-- START Available records --

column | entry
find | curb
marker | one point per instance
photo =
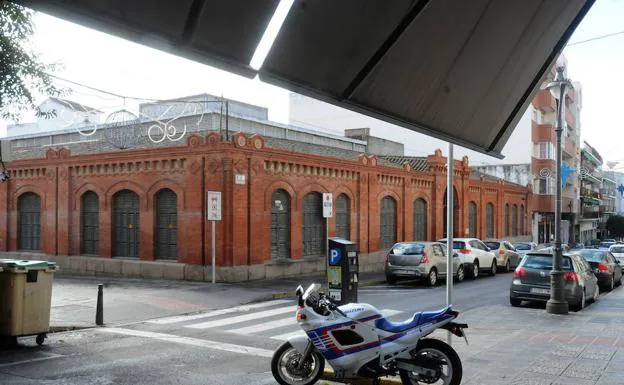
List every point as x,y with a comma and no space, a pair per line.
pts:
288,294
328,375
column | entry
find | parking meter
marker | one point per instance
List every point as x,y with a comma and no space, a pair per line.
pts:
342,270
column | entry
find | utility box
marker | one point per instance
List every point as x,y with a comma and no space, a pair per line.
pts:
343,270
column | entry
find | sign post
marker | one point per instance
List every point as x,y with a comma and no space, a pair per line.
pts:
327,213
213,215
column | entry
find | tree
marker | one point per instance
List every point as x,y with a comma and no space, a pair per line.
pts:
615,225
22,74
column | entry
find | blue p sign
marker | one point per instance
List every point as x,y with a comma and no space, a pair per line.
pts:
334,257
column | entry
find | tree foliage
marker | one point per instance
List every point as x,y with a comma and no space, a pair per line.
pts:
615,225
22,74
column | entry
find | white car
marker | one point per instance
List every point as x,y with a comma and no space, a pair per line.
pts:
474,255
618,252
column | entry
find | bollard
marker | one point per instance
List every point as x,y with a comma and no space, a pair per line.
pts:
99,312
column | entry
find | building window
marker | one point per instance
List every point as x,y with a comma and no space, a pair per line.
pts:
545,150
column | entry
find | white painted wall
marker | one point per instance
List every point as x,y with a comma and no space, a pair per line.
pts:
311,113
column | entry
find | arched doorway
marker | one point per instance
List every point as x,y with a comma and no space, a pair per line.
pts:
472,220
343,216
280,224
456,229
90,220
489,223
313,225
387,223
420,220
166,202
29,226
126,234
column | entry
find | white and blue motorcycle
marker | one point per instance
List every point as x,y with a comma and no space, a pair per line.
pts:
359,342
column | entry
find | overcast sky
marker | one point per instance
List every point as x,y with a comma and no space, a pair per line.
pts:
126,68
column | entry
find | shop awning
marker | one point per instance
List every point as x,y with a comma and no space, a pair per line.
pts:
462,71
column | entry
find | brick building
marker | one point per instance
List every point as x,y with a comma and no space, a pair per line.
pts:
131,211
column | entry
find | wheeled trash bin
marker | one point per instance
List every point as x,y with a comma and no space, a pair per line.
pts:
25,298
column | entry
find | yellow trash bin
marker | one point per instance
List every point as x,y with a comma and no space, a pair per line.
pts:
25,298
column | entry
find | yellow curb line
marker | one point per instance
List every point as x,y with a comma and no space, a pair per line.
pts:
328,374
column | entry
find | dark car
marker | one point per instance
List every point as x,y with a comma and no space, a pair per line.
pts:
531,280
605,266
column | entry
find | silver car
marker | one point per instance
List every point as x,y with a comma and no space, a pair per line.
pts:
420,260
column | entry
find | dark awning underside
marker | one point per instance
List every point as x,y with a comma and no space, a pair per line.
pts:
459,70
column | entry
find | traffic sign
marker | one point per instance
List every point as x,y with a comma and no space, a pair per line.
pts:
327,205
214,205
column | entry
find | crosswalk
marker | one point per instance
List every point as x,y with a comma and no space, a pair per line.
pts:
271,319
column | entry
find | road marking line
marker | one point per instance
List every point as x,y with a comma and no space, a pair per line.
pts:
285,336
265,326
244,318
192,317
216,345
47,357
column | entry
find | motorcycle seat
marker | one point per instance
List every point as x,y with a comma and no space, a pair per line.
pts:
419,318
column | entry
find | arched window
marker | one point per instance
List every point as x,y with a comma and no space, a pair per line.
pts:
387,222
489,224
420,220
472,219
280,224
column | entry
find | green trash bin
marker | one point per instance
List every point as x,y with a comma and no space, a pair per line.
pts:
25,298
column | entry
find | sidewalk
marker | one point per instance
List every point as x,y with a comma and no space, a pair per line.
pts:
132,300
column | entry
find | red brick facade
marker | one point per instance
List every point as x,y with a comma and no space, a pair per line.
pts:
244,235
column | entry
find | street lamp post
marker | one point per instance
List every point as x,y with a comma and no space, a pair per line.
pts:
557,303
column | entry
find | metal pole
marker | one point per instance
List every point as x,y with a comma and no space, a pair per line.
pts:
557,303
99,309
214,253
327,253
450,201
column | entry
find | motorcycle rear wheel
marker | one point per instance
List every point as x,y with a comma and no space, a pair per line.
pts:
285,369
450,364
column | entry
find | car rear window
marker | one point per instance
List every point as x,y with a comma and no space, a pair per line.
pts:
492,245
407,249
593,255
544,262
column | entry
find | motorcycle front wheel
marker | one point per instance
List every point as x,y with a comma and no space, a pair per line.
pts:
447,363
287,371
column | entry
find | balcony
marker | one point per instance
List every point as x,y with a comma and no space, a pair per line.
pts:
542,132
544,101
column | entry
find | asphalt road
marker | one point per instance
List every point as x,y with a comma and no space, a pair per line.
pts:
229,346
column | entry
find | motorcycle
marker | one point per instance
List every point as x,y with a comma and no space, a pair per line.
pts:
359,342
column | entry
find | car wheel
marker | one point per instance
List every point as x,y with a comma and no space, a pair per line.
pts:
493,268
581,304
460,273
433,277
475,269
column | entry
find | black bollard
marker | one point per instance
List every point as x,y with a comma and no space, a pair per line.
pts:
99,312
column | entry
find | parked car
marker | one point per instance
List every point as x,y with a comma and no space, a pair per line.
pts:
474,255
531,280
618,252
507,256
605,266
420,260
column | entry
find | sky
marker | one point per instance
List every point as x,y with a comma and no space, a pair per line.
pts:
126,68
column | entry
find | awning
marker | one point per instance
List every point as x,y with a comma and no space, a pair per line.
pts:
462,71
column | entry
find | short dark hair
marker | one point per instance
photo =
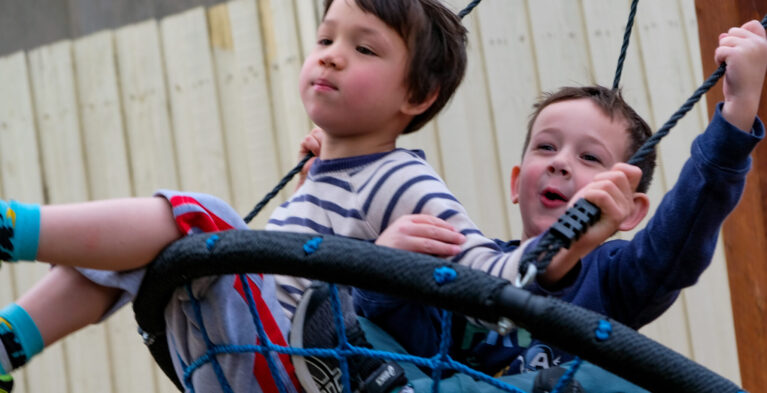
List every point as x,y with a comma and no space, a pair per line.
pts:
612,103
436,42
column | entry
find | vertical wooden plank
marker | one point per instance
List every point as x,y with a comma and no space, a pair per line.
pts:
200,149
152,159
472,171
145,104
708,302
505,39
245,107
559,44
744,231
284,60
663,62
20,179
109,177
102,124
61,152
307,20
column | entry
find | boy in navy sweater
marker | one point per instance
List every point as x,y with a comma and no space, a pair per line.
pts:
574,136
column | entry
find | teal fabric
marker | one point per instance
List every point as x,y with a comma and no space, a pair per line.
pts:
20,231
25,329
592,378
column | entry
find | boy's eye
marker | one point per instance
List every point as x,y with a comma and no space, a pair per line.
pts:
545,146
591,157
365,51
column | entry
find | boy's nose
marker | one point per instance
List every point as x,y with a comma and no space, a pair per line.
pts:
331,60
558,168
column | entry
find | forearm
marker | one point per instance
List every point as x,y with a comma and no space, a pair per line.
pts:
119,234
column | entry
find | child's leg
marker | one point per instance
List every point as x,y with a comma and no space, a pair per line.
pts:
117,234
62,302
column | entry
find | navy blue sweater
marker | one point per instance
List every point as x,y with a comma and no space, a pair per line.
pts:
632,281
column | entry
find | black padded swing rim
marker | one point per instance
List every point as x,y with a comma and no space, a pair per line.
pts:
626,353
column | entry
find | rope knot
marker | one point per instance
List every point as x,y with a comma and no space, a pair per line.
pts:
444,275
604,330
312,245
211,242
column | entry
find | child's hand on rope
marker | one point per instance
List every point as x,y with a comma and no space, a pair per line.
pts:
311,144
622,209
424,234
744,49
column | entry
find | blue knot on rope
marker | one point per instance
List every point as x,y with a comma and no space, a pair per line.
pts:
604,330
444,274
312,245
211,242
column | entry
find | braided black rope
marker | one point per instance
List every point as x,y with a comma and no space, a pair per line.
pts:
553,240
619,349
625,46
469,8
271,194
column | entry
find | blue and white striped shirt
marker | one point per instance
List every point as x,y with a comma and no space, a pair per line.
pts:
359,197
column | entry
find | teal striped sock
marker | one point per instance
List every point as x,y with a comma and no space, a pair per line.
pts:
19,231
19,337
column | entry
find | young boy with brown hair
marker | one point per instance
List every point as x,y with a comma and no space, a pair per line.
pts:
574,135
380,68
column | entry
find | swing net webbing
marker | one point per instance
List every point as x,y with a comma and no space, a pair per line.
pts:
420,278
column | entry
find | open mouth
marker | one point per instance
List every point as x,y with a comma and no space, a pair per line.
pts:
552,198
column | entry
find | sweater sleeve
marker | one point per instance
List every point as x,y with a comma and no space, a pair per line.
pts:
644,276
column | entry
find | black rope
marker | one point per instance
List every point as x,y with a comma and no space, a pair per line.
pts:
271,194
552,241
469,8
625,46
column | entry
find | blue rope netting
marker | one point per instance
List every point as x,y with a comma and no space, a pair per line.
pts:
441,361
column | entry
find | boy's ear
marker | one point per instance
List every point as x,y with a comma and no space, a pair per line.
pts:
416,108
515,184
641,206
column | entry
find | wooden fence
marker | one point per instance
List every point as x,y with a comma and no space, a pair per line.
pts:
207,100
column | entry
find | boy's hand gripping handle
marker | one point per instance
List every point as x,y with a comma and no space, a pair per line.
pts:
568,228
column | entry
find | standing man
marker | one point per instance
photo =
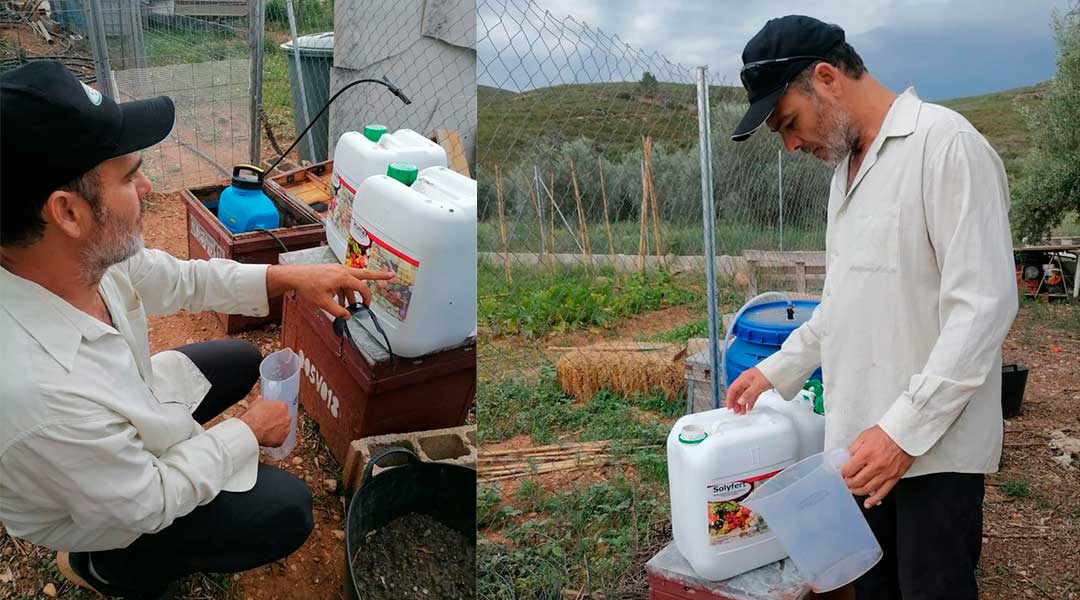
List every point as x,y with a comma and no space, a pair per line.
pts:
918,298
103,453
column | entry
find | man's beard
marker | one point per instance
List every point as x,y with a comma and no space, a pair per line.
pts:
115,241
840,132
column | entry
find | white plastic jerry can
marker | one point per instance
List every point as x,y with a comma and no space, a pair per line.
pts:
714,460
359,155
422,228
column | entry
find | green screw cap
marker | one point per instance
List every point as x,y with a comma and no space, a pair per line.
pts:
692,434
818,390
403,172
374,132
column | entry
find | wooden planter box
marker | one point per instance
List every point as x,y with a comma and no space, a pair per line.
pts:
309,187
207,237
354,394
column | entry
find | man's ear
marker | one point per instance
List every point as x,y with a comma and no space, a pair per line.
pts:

-- END Available records --

=== Exercise task ===
Return every line of the listing that contains the string "yellow". Treat uppercase and lowercase as different.

=== Answer to the problem ===
find | yellow trash bin
find | yellow curb line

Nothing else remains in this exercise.